------ Recorded data ------
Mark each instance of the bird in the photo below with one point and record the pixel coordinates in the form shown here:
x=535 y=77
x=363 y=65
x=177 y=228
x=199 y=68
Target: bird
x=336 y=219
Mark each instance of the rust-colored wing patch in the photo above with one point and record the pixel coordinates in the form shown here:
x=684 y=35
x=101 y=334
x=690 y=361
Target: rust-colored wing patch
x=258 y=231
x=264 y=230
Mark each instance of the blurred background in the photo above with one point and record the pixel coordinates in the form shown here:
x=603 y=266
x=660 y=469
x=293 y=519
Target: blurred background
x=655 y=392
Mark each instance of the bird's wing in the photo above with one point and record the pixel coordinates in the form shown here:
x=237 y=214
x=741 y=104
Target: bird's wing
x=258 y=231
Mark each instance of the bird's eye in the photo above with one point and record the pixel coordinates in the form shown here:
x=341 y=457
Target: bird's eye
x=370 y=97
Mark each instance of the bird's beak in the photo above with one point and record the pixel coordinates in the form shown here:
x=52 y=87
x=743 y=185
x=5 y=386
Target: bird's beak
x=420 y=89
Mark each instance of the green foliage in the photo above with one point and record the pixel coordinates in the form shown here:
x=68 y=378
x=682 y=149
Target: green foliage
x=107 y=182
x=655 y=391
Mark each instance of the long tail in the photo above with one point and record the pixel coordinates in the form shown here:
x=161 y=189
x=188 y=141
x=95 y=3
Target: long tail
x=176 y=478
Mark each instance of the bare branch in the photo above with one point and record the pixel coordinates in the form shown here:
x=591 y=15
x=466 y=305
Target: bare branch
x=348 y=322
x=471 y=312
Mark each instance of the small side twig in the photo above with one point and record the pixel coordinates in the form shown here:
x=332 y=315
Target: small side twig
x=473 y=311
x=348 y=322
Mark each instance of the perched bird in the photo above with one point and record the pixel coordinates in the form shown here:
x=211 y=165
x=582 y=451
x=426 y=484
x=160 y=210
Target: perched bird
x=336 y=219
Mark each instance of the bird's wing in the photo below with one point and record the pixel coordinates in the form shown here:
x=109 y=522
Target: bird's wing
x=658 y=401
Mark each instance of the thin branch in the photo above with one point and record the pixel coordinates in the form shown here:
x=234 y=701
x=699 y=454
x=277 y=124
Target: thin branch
------
Now write the data shown above out again, word for word.

Mark each instance of the bird in the photo below with one point and record the pixel coordinates in the form shown here:
x=535 y=77
x=363 y=65
x=177 y=228
x=199 y=68
Target: bird
x=336 y=219
Mark each instance of the rust-colored wing patch in the photo above with one point and record the pixel coordinates in the form shown here:
x=684 y=35
x=101 y=334
x=690 y=361
Target: rust-colored wing patch
x=258 y=231
x=264 y=230
Mark each instance of the blurred background in the photo above with one point and record the pixel coordinates in the form shown here:
x=603 y=266
x=660 y=469
x=293 y=519
Target: blurred background
x=655 y=392
Mark each instance of the bird's wing in the photo above with one point and record the pixel coordinates in the form shown here:
x=237 y=214
x=741 y=104
Target: bird's wing
x=258 y=231
Mark each instance of the bird's eye in the photo above with one point and record the pixel coordinates in the form shown here:
x=341 y=457
Target: bird's eye
x=370 y=97
Mark each instance of the bird's beak in the photo above with one point and record the pixel coordinates in the form shown here:
x=52 y=87
x=743 y=185
x=5 y=386
Target: bird's beak
x=420 y=89
Mark each instance of the green foliage in the photo above with one point and record the pixel coordinates in the form shown here:
x=68 y=378
x=682 y=149
Target: green foliage
x=107 y=182
x=655 y=391
Mark each instance of the long tail in the photo above with one point and record the pixel coordinates in the form shown here:
x=161 y=189
x=188 y=141
x=95 y=3
Target: long tail
x=176 y=478
Mark each instance of the bare branch in the photo above with one point and record the pixel coordinates in the form shown here:
x=591 y=15
x=466 y=305
Target: bare branch
x=348 y=322
x=471 y=312
Mark each instance of the small side twig in the photo above with one point and record the pixel coordinates in the form shown here:
x=332 y=315
Target: small side twig
x=473 y=311
x=348 y=322
Mark each instance of the perched bird in the photo above with one point and record the pixel coordinates in the form shown here:
x=211 y=165
x=582 y=451
x=426 y=484
x=160 y=210
Target: perched bird
x=336 y=219
Mark each instance of the bird's wing in the photo below with one point and record the pixel coordinates in the form shown here:
x=109 y=522
Target: bird's wing
x=658 y=401
Mark each instance of the thin branch in the photo above with one point and record the pixel coordinates in the form shown here:
x=234 y=701
x=699 y=454
x=277 y=124
Target: thin branch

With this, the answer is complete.